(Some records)

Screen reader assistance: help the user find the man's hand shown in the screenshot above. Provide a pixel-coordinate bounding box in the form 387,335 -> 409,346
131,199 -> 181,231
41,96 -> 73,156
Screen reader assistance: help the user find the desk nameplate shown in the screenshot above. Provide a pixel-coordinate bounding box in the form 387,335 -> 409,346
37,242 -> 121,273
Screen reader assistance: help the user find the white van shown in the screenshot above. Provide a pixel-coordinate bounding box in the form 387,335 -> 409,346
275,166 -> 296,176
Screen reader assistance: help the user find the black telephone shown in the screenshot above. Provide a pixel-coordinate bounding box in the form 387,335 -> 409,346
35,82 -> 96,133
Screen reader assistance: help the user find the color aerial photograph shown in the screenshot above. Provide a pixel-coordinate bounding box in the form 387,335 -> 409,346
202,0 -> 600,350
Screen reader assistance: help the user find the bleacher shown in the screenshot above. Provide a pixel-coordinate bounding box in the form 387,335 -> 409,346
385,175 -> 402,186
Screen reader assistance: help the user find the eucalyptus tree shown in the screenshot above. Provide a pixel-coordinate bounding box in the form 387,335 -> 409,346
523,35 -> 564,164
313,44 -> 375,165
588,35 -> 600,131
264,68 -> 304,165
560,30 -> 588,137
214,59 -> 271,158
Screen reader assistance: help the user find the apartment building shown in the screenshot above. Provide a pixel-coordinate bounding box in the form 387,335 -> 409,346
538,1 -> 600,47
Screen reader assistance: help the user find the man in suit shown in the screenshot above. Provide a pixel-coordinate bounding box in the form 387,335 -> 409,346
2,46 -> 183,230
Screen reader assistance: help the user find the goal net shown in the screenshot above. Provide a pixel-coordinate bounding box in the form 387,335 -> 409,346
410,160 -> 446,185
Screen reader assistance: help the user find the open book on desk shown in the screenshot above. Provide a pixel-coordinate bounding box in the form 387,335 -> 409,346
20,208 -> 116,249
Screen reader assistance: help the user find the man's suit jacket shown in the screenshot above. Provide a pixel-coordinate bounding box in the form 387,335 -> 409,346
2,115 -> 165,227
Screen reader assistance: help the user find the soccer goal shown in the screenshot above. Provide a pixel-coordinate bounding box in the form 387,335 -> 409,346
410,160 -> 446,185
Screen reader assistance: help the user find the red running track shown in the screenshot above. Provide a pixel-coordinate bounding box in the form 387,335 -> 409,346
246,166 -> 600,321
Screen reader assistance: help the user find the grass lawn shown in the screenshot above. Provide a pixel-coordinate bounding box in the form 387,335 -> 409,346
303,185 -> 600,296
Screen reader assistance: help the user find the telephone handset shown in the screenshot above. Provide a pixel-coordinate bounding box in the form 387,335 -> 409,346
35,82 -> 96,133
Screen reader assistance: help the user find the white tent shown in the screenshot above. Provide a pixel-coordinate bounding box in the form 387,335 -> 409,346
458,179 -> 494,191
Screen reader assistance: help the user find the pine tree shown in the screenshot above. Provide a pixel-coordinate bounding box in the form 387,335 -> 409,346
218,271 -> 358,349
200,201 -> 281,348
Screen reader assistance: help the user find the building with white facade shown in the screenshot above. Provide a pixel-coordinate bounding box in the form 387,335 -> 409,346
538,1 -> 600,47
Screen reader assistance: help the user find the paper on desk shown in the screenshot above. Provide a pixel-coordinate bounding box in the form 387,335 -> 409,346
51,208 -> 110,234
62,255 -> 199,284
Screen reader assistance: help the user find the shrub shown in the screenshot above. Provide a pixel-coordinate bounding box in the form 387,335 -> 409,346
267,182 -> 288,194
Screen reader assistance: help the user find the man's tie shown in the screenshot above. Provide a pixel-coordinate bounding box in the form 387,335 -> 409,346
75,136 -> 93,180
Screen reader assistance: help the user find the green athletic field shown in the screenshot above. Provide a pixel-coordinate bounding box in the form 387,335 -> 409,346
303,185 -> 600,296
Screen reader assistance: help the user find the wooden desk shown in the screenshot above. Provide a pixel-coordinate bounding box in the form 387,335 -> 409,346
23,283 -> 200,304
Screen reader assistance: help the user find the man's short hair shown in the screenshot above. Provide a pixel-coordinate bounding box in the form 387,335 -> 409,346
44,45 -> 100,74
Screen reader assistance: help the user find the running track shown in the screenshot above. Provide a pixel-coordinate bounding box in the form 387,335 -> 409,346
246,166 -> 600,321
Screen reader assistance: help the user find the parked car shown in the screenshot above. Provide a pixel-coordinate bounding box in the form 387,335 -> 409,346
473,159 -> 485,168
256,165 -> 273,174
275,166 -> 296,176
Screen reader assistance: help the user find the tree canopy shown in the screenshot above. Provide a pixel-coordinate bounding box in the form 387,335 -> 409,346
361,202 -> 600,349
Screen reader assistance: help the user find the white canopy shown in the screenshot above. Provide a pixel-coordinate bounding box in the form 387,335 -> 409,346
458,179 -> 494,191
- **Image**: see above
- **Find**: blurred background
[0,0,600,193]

**Your task:** Take everything from the line containing "Screen reader assistance: help the user find the color" down to the line containing "385,175 -> 402,186", swap "bleacher" for "grandstand", and write those lines out again with nothing else altered.

**Task answer:**
Screen reader assistance: help the user find the color aerial photograph shown in the screenshot above. Provide a pixel-coordinate bounding box in the form 387,335 -> 409,346
202,0 -> 600,350
Screen reader assistance: help the user find the grandstand shown in the screenshot above. Provide a pixel-coordinate bounding box in the form 387,335 -> 409,346
385,175 -> 402,186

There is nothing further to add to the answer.